§ WORK ITEM
The reply should give back every entry exactly as written.

§ Point-per-instance localization data
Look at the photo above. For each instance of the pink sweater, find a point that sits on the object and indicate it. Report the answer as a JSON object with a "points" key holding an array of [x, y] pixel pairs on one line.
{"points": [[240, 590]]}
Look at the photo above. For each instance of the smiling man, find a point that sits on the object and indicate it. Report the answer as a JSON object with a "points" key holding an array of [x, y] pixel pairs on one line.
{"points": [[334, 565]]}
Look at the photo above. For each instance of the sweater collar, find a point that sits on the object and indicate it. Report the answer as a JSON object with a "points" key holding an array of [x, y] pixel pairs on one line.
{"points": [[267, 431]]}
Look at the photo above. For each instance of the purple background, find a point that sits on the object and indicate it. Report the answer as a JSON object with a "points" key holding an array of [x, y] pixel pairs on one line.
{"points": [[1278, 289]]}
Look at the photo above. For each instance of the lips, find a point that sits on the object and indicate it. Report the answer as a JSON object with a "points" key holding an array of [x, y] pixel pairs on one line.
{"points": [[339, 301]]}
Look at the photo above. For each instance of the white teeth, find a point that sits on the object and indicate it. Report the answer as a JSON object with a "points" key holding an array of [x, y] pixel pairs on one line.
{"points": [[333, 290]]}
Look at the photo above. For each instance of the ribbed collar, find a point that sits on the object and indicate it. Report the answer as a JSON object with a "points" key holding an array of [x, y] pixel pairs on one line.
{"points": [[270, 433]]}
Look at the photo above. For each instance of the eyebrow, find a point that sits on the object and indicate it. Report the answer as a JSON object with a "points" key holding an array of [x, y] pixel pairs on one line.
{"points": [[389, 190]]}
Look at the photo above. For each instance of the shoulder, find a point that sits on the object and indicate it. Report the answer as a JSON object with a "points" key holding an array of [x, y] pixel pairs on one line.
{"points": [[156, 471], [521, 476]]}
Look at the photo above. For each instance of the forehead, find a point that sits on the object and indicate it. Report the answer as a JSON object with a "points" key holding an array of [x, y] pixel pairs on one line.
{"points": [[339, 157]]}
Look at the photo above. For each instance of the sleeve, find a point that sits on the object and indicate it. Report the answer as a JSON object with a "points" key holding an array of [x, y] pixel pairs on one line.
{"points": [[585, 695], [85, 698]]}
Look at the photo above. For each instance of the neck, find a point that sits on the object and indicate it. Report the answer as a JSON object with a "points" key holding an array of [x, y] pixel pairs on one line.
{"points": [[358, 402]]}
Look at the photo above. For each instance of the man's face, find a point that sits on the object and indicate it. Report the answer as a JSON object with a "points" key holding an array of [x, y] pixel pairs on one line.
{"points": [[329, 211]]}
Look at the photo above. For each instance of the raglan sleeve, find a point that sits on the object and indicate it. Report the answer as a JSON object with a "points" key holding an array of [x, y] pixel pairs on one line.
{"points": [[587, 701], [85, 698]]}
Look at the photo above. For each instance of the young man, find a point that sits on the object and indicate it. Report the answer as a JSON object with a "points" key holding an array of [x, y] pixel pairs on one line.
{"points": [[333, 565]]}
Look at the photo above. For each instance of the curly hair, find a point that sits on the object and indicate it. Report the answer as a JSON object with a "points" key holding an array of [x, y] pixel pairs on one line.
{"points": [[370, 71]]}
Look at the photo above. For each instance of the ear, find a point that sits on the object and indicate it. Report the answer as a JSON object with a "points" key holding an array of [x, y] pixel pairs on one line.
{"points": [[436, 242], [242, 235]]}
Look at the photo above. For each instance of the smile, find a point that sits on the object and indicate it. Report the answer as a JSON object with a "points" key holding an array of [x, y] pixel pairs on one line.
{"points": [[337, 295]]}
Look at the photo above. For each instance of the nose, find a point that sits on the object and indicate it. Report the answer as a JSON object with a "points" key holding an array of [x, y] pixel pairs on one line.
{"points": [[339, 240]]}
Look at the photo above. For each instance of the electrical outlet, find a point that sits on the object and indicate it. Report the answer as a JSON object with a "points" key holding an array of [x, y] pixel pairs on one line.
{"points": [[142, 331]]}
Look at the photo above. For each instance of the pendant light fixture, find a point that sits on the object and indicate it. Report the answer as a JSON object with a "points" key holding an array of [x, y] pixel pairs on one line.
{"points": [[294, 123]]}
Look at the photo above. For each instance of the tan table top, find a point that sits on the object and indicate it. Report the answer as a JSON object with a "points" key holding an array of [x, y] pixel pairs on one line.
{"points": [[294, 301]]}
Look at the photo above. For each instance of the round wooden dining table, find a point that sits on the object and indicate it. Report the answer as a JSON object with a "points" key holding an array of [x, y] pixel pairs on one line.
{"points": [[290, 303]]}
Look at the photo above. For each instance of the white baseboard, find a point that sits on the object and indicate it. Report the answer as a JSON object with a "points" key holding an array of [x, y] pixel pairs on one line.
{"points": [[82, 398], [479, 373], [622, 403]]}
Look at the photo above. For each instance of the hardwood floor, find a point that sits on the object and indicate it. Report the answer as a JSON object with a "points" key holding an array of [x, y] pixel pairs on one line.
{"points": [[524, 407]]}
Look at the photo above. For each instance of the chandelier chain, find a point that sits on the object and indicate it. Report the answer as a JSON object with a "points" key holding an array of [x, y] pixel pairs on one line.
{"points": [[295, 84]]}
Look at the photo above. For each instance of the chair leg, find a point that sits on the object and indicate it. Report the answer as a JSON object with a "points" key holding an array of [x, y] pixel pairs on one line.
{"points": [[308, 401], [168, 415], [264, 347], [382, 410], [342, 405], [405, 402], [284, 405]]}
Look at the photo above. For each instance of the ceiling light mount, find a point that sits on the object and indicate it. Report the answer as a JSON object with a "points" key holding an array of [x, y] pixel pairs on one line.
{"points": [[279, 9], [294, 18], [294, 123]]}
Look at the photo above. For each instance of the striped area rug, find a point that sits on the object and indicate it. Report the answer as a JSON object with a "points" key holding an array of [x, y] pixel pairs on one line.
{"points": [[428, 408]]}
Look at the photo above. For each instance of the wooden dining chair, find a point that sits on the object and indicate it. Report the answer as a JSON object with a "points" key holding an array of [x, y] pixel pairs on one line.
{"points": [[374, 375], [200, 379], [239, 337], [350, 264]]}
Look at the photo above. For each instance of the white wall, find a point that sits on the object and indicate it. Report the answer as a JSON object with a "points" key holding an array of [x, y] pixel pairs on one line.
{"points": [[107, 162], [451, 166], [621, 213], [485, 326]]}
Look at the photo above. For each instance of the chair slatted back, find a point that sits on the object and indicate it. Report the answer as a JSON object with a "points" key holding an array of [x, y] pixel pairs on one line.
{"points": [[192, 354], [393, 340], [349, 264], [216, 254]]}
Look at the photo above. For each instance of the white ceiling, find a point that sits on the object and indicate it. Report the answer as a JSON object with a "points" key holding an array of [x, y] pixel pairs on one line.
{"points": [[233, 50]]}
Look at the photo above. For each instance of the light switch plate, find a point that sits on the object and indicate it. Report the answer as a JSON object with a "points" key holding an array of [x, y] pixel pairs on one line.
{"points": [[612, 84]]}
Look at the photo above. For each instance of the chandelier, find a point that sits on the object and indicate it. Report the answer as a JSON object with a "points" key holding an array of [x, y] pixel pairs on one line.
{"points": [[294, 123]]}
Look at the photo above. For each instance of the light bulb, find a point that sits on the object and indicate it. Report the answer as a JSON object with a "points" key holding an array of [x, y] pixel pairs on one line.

§ FINAL ANSWER
Look at the photo above. For each instance of the pink sweater, find a point that sits on the object and indicate it. Report the answer as a JSON object with a "points" key holding an array of [x, y] pixel pairs on one line.
{"points": [[240, 590]]}
Look at the photo above. For each instance of the smiling man, find a point that sits on the object and indicate it. Report the answer as a JSON object with a "points" key holding an array of [x, y] pixel pairs on one line.
{"points": [[334, 565]]}
Look at the photo above. For each instance of the sweater collar, find a point that sits on the object and indicate it. Report the answer as a JSON object with a "points" key holding an array of [x, y] pixel pairs on one line.
{"points": [[267, 431]]}
Look at the photo above. For each instance of the purple background, find a point that sits on the object and indicate it. Report the answer as a JSON object with a "points" key holding an array of [x, y] pixel pairs on one line.
{"points": [[1278, 289]]}
Look at the photo above. For each instance of the lips, find a point that sits on the object and indicate it. Report the answer as a JSON object with a "points" key holding an array of [x, y] pixel pairs on one line.
{"points": [[339, 301]]}
Look at the photo above. For each instance of the white teeth, find a point that sits on the object and indicate it. Report the answer as a JSON object with a "points" key holding an array of [x, y] pixel pairs on one line.
{"points": [[333, 290]]}
Look at the photo above. For each instance of the ribbed collar, find a point that sits on the object and indicate it. Report the answer as a JSON object with a "points" key holding an array of [x, y] pixel pairs on one line.
{"points": [[270, 433]]}
Look at the photo above. For each instance of the eyebrow, find a point that sits on the object and indicate it. Report the answer as a JSON object with a "points" key holding an array of [x, y] pixel pairs on one line.
{"points": [[389, 190]]}
Look at the photo above. For each instance of the shoulder, find a point that sits on the object and indicate it. Report the answer as a JSON object with a "points" key holding an array of [x, y] pixel pairs on one line.
{"points": [[156, 471], [521, 476]]}
Look at the photo above. For each instance of the forehead, find a point that sits on the object and indicate it. Report the answer as a JSON object with a "points" key holding an array of [x, y] pixel pairs on one line.
{"points": [[339, 157]]}
Look at the photo above. For each instance of the sleeve, find a point that sits on the object and indicate it. Report the answer as a JSON object with a "points" key holding an array of [x, y] pixel pairs on one line.
{"points": [[585, 695], [85, 698]]}
Look at the photo above. For each instance of the neck, find a point that sits on the object and indicate it. Report the answer as a JSON object with a "points" key holding an array of [x, y] pixel pairs on one line.
{"points": [[358, 402]]}
Look at the photo above. For each instance of the man's face, find a point that sits on the object and indicate it. Report the answer as a JSON object with a "points" key holding an array of [x, y] pixel pairs on one line.
{"points": [[329, 211]]}
Look at the photo above. For each instance of the raglan sleeve, find a point that sits on the object and indicate it. Report the answer as a JSON object with a "points" key holding an array of [x, y] pixel pairs on one line.
{"points": [[587, 701], [85, 698]]}
Look at the photo above. For each instance of the young man, find a point that sits on the object and indicate it. Report the answer as a JSON object with a "points" key holding an array of [x, y] pixel pairs on one line.
{"points": [[333, 565]]}
Look at the photo above. For each instance of the curly hair, find a point that sits on the object and indicate it. Report the answer as a JSON object with a "points" key holding an array of [x, y] pixel pairs on one line.
{"points": [[370, 71]]}
Look at the photo above. For each instance of the ear, find a point that sits on the object and indicate it. Report the answer as a JSON object with a "points" key holding an array of [x, y] pixel pairs on one line.
{"points": [[436, 242], [242, 235]]}
Look at the photo above. For each instance of the smile, find a point that sits on the object and indicate it. Report the answer as a JSON object with a "points" key holding an array of [x, y] pixel pairs on one line.
{"points": [[337, 295]]}
Look at the photo above. For each instance of the nose, find a point that sits on the object and indicate it. Report the answer as a JSON object with a "points" key holding an array of [x, y] pixel pairs on one line.
{"points": [[339, 240]]}
Look at the photo above. For each instance of the electrical outlet, find a point that sits on the object and indicate it. Report the answer as a JSON object with a "points" key holding an array of [x, y] pixel pairs on one line.
{"points": [[142, 331]]}
Look at the photo above. For each instance of the pendant light fixture, find a point that sits on the object and indicate it. Report the answer as a JSON object with a "points" key holding an array of [x, y] pixel pairs on one line.
{"points": [[294, 123]]}
Look at the photo above. For each instance of the tan table top, find a point that sits on the object and indicate it. Report the answer as a JSON object with a "points" key holding an array of [x, y] pixel pairs on one line.
{"points": [[294, 301]]}
Look at the photo above. For each instance of the round wooden dining table, find a point that sits on the object and indicate it. Report the answer as a JSON object with a "points" key holding an array of [x, y] pixel pairs on one line.
{"points": [[290, 303]]}
Look at the photo above. For each instance of the white baseboard, find a point that sits on the object and indicate it. Report the answer as a JSON object with a "points" key holding an array of [x, y] pixel pairs on one line.
{"points": [[82, 398], [479, 373], [622, 403]]}
Look at the photo above. For each instance of the hardwood floor, find a point that sits on the object and indicate it. Report the answer as a JSON object with a "points" key holding an array of [x, y] pixel pairs on one line.
{"points": [[524, 407]]}
Look at the photo above. For each instance of the chandelier chain, find a point that sits on the object and indicate it. Report the answer as a JSON object with a "points" key holding an array of [x, y] pixel pairs on one line.
{"points": [[295, 84]]}
Look at the photo above. For each instance of the chair leg, find a point that sits on the object and indicate it. Report the answer as a JSON object with a "points" key holding an array of [x, y] pixel pairs on one line.
{"points": [[308, 401], [168, 415], [264, 347], [382, 410], [342, 405], [405, 402], [284, 405]]}
Look at the photo above. For each instance of the ceiling light mount, find a point that sits on the object and indicate it. Report the answer as a JSON object with a "points" key holding an array of [x, y] pixel pairs on one line.
{"points": [[279, 9], [294, 18], [294, 123]]}
Look at the photo above. For each instance of the striped area rug, find a point that sits on the object and indicate it. Report the answer as a JSON object with a "points" key holding an array of [x, y] pixel pairs on one line.
{"points": [[428, 408]]}
Look at the photo above. For each instance of the wooden dining chair, find a point that sits on the object and indicate it. Report the answer as a JSON object with a "points" key holding an array of [x, y] pixel pairs on one line.
{"points": [[374, 375], [200, 379], [239, 337], [350, 264]]}
Look at the photo above. For each instance of the white wall, find a point that sits on the object and indicate it. Report the answer as a JSON object with a "points" key holding an array of [x, y] pixel pairs on one line.
{"points": [[107, 162], [451, 166], [621, 213], [485, 326]]}
Look at the photo above. For each instance of the chair slatted back, find a point that sits on the object and indicate it. Report the answer as a JSON object with a "points" key holding an array of [x, y] pixel pairs on one line.
{"points": [[192, 354], [393, 340], [349, 264], [216, 254]]}
Look at the photo above. For each instance of the white ceiling, find a point that sits on the object and indicate it. Report the answer as a JSON object with a "points" key holding an array of [x, y] pixel pairs on one line.
{"points": [[233, 50]]}
Look at the photo above. For each instance of the light switch plate, find a point that sits on the object and indicate it. Report the answer as a JSON object with a "points" key holding an array of [x, y] pixel pairs on one line.
{"points": [[612, 84]]}
Look at the photo above. For each instance of the chandelier, find a point that sits on the object and indicate it. Report the answer as a JSON object with a "points" key holding an array of [x, y] pixel pairs on one line.
{"points": [[294, 123]]}
Look at the photo above. For each instance of the light bulb, find a point that sits on the object and indicate it. Report the answer as a JSON object with a "points" key holding an array of [x, y] pixel pairs on one line.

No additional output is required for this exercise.